>> START Given text
The central portion of the strait, from Cape Negro to Cape Froward, lies north and south, and is the widest part, extending in two large inlets, called the Useless Bay and Admiralty Sound, deep into King Charles's Southland. This part of the strait is the easiest to navigate, being free from islands and cliffs, except the large island of Dawson. The country on both sides rises into high mountains, especially in the neighbourhood of Cape Froward and on the opposite coast of King Charles's Southland. Some of the peaks are above the snow-line, which here occurs at about 3500 feet above the sea-level. Mount Sarmiento on Tierra del Fuego attains the height of 6000 feet. Between the mountains there are valleys of some extent, which, as well as the lower part of the mountains themselves, are covered with a heavy growth of timber-trees.
>> END Given text
>> START Dataset rows
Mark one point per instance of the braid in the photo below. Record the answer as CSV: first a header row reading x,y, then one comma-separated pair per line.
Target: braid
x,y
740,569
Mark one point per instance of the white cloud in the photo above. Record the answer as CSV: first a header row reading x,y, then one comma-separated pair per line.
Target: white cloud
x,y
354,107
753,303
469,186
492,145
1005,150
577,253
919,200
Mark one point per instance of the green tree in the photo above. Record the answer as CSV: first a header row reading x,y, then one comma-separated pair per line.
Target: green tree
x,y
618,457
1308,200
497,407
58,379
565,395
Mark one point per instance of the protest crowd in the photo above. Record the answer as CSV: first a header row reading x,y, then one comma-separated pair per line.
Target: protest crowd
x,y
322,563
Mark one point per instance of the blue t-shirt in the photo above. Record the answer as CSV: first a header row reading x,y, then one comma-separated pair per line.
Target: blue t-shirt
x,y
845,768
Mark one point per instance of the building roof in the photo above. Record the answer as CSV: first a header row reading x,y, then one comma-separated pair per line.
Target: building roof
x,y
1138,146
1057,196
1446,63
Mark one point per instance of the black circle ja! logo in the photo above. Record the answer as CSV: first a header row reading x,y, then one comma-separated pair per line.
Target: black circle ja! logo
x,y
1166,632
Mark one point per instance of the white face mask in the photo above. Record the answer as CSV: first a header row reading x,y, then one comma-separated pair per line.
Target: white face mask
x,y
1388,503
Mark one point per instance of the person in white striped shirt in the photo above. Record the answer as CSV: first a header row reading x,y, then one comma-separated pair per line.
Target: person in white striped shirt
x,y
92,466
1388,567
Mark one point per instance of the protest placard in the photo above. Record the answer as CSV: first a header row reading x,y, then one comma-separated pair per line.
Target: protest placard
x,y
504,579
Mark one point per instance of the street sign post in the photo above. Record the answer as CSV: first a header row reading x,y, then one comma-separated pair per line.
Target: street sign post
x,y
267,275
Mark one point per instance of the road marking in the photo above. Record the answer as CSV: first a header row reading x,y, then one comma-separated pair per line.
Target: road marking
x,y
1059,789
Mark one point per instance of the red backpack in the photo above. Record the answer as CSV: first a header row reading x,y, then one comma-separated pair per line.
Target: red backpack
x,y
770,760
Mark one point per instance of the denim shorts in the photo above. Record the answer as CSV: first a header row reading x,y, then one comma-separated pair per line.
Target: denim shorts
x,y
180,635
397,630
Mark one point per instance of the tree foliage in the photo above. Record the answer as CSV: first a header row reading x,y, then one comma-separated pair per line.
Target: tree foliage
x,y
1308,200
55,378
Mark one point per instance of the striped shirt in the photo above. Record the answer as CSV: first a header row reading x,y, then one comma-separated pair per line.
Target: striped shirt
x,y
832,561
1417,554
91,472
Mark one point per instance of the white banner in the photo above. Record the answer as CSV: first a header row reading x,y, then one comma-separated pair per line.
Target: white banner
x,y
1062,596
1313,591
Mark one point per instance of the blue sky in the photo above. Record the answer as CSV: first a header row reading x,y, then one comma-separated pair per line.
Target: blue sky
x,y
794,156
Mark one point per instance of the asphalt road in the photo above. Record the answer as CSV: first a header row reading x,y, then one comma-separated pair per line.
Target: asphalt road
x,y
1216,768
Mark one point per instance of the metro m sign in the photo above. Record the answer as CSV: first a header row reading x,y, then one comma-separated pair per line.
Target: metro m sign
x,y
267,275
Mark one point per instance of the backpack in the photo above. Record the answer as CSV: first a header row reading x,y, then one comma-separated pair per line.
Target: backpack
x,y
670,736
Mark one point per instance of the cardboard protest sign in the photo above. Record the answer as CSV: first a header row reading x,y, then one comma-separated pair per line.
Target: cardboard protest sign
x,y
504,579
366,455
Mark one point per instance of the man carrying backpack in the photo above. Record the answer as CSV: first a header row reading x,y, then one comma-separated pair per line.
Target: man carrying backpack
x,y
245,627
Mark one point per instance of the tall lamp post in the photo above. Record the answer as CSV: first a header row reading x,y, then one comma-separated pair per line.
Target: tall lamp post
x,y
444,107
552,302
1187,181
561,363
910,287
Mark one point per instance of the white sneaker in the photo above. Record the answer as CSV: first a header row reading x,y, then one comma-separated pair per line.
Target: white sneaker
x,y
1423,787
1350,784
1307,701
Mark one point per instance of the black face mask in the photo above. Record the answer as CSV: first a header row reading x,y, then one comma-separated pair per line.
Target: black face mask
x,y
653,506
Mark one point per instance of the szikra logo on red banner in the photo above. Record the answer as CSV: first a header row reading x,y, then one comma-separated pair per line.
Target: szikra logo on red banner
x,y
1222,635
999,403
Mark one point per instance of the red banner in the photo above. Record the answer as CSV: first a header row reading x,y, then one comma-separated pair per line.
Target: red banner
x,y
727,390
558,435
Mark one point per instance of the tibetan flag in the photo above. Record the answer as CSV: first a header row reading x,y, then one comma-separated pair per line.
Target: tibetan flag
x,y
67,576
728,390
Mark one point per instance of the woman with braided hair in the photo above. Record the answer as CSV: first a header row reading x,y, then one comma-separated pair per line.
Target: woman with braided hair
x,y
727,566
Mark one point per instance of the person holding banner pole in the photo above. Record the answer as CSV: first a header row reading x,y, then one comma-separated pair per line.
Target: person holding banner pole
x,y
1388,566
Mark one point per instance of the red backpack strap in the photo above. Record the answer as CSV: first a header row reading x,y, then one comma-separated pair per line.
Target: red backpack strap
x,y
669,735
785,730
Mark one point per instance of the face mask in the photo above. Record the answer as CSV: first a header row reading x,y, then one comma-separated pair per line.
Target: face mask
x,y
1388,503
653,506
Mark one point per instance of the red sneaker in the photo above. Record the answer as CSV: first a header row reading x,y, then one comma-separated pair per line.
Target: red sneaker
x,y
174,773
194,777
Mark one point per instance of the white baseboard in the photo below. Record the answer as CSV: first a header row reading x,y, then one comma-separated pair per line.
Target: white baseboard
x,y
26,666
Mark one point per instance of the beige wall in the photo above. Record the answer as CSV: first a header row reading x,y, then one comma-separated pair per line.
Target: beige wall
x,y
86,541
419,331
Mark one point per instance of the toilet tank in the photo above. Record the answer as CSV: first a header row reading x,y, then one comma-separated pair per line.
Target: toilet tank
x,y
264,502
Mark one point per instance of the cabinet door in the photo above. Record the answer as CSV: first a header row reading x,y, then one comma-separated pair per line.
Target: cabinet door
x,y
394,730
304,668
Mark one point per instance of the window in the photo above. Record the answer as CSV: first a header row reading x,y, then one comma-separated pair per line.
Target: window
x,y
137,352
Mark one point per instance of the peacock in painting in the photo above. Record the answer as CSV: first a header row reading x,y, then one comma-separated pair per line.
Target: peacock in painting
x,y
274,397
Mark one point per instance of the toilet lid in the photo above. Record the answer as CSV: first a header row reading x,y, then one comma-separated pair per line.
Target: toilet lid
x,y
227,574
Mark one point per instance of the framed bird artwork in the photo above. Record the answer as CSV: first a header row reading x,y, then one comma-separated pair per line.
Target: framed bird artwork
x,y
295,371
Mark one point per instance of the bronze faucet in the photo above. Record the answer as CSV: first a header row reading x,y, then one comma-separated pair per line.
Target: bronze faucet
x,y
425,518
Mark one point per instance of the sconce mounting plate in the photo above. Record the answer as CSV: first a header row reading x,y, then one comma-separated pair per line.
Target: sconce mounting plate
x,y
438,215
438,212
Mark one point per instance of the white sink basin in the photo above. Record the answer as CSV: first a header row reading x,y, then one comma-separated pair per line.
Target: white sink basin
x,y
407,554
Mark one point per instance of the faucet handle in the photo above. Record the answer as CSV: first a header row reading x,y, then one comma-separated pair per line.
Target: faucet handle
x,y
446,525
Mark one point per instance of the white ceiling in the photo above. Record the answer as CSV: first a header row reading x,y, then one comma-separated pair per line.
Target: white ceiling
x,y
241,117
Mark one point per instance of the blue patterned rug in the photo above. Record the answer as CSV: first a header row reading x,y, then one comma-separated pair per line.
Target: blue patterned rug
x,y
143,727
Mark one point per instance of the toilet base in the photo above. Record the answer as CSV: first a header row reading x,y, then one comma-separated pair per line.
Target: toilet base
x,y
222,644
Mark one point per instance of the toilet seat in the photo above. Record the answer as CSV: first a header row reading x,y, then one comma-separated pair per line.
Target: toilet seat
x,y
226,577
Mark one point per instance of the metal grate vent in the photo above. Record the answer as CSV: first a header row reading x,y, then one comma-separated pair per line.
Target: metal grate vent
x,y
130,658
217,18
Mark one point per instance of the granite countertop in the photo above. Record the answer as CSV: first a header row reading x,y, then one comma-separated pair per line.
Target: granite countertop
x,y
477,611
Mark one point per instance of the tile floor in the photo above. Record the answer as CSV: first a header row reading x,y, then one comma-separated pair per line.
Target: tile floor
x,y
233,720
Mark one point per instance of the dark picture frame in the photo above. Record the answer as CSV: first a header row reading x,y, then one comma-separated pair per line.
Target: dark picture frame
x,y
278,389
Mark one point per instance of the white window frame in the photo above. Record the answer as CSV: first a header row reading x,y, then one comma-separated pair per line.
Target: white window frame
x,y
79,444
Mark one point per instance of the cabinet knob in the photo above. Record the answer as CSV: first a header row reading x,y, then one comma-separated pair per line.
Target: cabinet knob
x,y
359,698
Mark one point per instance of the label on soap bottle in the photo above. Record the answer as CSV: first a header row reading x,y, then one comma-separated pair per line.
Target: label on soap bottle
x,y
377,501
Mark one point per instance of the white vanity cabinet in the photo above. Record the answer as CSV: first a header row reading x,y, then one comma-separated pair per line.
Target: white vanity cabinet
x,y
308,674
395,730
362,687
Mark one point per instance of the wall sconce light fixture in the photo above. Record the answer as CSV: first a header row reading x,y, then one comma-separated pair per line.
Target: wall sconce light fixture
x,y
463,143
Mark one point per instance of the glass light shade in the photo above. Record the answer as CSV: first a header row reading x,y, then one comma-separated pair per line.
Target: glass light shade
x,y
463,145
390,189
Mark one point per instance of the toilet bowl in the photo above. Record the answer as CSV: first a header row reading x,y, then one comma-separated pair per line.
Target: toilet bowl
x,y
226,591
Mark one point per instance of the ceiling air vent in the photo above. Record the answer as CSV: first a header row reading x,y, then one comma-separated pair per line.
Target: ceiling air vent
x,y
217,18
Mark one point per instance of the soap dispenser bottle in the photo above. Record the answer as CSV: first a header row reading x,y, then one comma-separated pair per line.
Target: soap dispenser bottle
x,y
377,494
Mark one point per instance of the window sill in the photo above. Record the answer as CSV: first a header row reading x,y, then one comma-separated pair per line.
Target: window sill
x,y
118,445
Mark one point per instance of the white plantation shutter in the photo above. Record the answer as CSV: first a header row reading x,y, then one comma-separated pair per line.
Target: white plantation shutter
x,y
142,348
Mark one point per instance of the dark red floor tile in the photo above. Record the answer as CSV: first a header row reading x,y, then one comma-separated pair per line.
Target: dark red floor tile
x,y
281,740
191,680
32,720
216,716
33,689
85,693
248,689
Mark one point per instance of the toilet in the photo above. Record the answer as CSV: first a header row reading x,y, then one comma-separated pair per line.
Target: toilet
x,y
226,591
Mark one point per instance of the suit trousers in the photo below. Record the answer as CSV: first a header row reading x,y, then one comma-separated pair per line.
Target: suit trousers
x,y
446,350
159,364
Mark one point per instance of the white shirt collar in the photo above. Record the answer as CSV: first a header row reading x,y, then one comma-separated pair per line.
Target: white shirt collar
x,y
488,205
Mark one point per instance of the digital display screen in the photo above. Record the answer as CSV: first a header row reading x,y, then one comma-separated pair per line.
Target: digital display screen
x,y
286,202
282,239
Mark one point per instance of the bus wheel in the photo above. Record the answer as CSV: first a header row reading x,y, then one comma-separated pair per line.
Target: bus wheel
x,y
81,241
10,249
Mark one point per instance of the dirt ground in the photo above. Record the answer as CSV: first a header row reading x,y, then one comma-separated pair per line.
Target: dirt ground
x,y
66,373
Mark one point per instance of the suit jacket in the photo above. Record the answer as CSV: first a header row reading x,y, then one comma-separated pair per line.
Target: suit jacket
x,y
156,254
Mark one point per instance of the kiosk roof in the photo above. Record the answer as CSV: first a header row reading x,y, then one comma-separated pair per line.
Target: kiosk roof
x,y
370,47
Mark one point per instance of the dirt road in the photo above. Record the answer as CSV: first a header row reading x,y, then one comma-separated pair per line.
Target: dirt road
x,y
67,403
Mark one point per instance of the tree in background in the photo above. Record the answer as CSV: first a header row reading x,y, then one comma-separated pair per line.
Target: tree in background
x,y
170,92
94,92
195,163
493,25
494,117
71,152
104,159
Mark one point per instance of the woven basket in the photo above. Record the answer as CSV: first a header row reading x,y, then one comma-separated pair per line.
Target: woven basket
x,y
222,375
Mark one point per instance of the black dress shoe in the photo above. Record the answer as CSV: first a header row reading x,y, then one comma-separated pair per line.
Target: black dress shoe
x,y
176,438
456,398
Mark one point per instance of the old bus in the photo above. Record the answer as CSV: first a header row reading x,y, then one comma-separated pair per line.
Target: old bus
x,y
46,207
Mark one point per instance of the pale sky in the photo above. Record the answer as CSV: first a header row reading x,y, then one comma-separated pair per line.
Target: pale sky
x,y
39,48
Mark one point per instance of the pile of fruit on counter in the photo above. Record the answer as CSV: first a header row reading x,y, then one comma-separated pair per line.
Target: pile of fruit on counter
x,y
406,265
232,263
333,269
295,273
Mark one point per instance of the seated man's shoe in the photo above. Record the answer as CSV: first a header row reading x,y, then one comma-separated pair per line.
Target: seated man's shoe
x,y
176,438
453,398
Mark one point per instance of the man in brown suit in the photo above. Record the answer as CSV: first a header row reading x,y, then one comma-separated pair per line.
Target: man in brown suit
>> END Dataset rows
*Your task*. Render this sentence from the strait passage in Spanish: "Mount Sarmiento on Tierra del Fuego attains the height of 6000 feet." The rows come from a separate source.

*Answer to this task*. El monte Sarmiento, en Tierra del Fuego, alcanza una altura de 6000 pies.